▸ Exercise aim
Pull out every line of the rows below that contains the word "tile", matching case exactly.
··· Data shown
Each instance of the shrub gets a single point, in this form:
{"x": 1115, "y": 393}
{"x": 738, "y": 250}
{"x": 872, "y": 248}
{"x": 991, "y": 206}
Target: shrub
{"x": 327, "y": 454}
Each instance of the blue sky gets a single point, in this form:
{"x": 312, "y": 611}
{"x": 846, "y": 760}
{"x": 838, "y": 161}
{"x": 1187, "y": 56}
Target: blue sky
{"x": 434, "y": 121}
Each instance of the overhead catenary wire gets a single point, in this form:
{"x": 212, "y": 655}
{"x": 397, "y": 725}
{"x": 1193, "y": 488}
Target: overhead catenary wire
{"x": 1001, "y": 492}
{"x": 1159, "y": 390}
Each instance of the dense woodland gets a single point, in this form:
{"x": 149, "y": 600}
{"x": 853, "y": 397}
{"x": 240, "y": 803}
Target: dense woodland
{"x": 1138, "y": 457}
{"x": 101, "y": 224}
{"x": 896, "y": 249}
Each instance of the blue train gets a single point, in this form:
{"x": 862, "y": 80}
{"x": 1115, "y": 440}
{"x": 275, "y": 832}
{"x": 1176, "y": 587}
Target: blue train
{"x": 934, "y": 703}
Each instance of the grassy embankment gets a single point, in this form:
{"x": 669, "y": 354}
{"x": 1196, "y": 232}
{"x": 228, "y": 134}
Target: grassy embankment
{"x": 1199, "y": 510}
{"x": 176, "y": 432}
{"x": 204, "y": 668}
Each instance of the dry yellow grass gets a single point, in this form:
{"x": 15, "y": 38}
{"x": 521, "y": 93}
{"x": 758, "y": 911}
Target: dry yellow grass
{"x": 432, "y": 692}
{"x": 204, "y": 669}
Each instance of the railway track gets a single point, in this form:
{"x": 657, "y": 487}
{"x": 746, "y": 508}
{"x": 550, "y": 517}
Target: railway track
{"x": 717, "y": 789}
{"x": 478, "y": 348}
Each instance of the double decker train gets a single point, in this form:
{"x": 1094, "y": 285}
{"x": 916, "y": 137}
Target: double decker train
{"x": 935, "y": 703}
······
··· Data shown
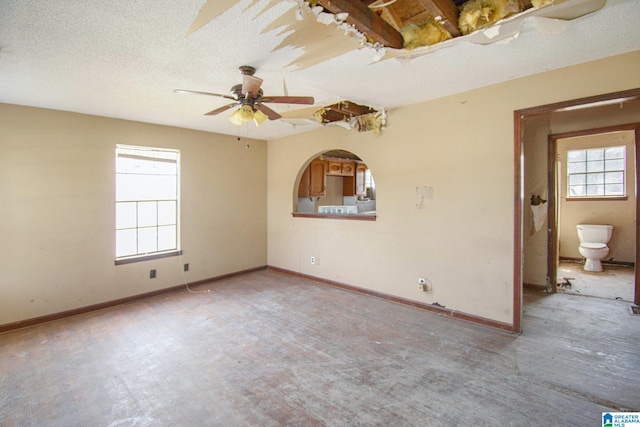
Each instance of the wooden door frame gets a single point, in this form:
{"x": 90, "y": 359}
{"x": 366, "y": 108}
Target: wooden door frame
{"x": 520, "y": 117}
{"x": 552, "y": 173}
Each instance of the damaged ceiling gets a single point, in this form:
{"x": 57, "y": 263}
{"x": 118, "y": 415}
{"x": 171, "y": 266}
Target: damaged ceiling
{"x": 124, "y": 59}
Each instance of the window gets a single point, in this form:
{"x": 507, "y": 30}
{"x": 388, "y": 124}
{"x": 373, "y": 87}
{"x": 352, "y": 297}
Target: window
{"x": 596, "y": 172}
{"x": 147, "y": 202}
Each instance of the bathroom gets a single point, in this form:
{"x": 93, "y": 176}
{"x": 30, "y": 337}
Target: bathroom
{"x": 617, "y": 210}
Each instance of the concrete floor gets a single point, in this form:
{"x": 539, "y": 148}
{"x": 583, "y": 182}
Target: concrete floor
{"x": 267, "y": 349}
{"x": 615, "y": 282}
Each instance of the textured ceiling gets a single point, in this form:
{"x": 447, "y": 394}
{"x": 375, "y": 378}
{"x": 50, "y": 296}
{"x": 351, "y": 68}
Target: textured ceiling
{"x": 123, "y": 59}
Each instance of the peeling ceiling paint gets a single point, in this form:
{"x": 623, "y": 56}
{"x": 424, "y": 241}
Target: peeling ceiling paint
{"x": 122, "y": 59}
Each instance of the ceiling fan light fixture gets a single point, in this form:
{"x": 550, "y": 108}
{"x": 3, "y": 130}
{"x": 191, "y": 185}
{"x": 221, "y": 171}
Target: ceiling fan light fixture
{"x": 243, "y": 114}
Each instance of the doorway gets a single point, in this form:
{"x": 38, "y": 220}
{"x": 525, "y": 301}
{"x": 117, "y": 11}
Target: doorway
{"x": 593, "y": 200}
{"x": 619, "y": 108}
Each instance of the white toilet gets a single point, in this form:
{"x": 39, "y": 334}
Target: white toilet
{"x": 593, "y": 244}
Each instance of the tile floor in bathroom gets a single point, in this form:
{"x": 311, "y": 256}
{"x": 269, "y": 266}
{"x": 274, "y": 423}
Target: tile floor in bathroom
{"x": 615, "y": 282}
······
▸ Final result
Each instance of the tile floor in bathroom gets a single point, in this form:
Target: tile floor in bathroom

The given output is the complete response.